TASK GOAL » Extract all of the entries and give them again, word for word.

DATA TO PROCESS »
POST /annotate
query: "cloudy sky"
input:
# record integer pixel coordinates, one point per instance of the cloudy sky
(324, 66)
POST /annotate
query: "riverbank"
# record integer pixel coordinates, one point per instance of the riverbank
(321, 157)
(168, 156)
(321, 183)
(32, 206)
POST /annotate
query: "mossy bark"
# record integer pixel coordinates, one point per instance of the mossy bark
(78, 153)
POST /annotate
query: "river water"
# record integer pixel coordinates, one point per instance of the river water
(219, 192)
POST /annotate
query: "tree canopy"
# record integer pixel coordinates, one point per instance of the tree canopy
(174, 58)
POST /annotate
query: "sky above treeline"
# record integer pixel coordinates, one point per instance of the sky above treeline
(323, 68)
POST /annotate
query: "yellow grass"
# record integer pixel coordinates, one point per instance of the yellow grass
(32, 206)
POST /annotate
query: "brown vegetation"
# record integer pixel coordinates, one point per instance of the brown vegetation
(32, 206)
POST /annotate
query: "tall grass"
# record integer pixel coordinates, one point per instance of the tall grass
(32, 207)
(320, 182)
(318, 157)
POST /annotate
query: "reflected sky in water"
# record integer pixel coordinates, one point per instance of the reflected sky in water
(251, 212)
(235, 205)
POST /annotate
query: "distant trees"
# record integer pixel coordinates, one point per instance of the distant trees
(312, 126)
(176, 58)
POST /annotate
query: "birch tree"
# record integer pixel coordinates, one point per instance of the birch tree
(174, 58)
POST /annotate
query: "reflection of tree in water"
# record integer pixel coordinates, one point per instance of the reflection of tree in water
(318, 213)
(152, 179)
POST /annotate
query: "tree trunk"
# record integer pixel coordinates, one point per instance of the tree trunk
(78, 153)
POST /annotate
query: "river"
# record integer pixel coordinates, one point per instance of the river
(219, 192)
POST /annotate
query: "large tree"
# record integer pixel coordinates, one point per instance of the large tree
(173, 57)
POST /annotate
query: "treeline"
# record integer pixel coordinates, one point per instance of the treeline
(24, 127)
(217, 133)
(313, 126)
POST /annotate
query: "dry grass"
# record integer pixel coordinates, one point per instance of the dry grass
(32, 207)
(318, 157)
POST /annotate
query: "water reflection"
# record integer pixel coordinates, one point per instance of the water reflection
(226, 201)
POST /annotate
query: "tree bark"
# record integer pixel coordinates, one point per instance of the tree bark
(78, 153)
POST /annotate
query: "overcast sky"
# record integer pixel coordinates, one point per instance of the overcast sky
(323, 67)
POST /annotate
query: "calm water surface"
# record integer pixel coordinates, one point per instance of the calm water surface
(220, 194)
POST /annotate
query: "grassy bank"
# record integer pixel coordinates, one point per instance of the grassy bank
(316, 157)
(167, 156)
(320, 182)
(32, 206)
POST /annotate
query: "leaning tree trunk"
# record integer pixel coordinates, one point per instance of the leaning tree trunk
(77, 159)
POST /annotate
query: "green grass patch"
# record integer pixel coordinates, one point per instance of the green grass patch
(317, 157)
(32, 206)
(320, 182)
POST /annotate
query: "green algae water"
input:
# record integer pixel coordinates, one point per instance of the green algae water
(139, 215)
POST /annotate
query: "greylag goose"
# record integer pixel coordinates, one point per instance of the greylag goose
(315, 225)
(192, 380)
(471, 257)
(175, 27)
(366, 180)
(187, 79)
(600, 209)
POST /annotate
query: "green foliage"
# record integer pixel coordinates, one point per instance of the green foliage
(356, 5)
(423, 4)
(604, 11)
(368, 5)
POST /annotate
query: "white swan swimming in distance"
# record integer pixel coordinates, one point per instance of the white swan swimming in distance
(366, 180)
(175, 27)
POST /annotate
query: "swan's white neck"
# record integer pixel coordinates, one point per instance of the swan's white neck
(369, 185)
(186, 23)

THE OUTPUT »
POST /annotate
query: "cloudy sky"
input:
# record integer pixel coordinates, one point per instance of the cloudy sky
(324, 66)
POST /annotate
query: "riverbank"
# record integer pixel coordinates, one point per instance of the riverbank
(321, 157)
(168, 156)
(321, 183)
(32, 206)
POST /annotate
query: "mossy bark"
# record integer pixel coordinates, one point per instance of the mossy bark
(78, 153)
POST /annotate
query: "river water"
# record integer pixel coordinates, one point per instance of the river water
(219, 192)
POST /annotate
query: "tree canopy"
# record integer pixel coordinates, one point per instance of the tree canopy
(174, 58)
POST /annotate
query: "sky above treeline"
# record integer pixel coordinates, one point per instance of the sky above treeline
(323, 68)
POST /annotate
query: "yellow grass"
# record integer pixel coordinates, one point per instance of the yellow grass
(32, 206)
POST /annotate
query: "brown vegetation"
# record integer pixel coordinates, one point per instance of the brown vegetation
(32, 206)
POST /annotate
query: "tall grass"
# record integer pixel coordinates, one point per instance of the tall grass
(32, 207)
(320, 182)
(318, 157)
POST /annotate
query: "reflected sky in water"
# record integer pixel coordinates, one point per instance of the reflected sky in water
(251, 212)
(235, 205)
POST /annotate
query: "distant trees"
# record integer pixel coordinates, one point per instance of the distant trees
(312, 126)
(176, 58)
POST /annotate
query: "birch tree"
# record integer pixel coordinates, one point per instance of the birch tree
(174, 58)
POST /annotate
query: "reflection of tree in water"
# record integer pixel coordinates, one point per instance of the reflection of tree in water
(318, 213)
(152, 179)
POST /annotate
query: "tree trunk"
# record integer pixel coordinates, one point per instance of the tree trunk
(78, 153)
POST /annotate
query: "river"
# record integer pixel coordinates, one point per instance of the river
(219, 192)
POST /annotate
query: "large tree"
# record integer pixel coordinates, one point per instance of the large tree
(173, 57)
POST /annotate
query: "treeline"
# record integer pixel coordinates, one point per instance of the treeline
(24, 127)
(217, 133)
(313, 126)
POST /annotate
query: "dry grass"
# record integer pixel coordinates, one point per instance of the dry grass
(32, 207)
(318, 157)
POST /annotate
query: "water reflection"
# record integer pixel coordinates, one point per instance of the water reflection
(226, 201)
POST /annotate
query: "tree bark"
# record integer pixel coordinates, one point per instance of the tree bark
(78, 153)
POST /annotate
query: "overcast sky"
# record integer pixel coordinates, one point per instance of the overcast sky
(323, 67)
POST /annotate
query: "calm water surface"
# record integer pixel coordinates, one point per instance of the calm water surface
(220, 194)
POST /annotate
query: "grassy bank"
# record integer pixel coordinates, one point per instance of the grassy bank
(316, 157)
(167, 156)
(320, 182)
(32, 206)
POST /annotate
query: "leaning tree trunk"
# record integer pixel coordinates, one point per instance of the leaning tree trunk
(77, 159)
POST /annotate
query: "green grass patch"
# record integer pixel coordinates, one point per instance of the green grass patch
(317, 157)
(32, 206)
(320, 182)
POST /annotate
query: "green algae water"
input:
# record integer pixel coordinates, one point per instance of the green algae water
(139, 215)
POST /annotate
query: "greylag goose"
# record integer pixel coordinates, one point per instance of the greylag goose
(315, 225)
(192, 380)
(471, 257)
(175, 27)
(366, 180)
(187, 79)
(600, 209)
POST /annotate
query: "green foliage"
# record integer pixel coordinates, one point per instance of the green foliage
(356, 5)
(423, 4)
(604, 11)
(368, 5)
POST /annotate
query: "white swan swimming in distance"
# record integer pixel coordinates, one point per instance of the white swan swimming in distance
(366, 180)
(175, 27)
POST /annotate
query: "swan's white neck"
# record integer pixel coordinates, one point per instance of the swan's white neck
(369, 185)
(186, 23)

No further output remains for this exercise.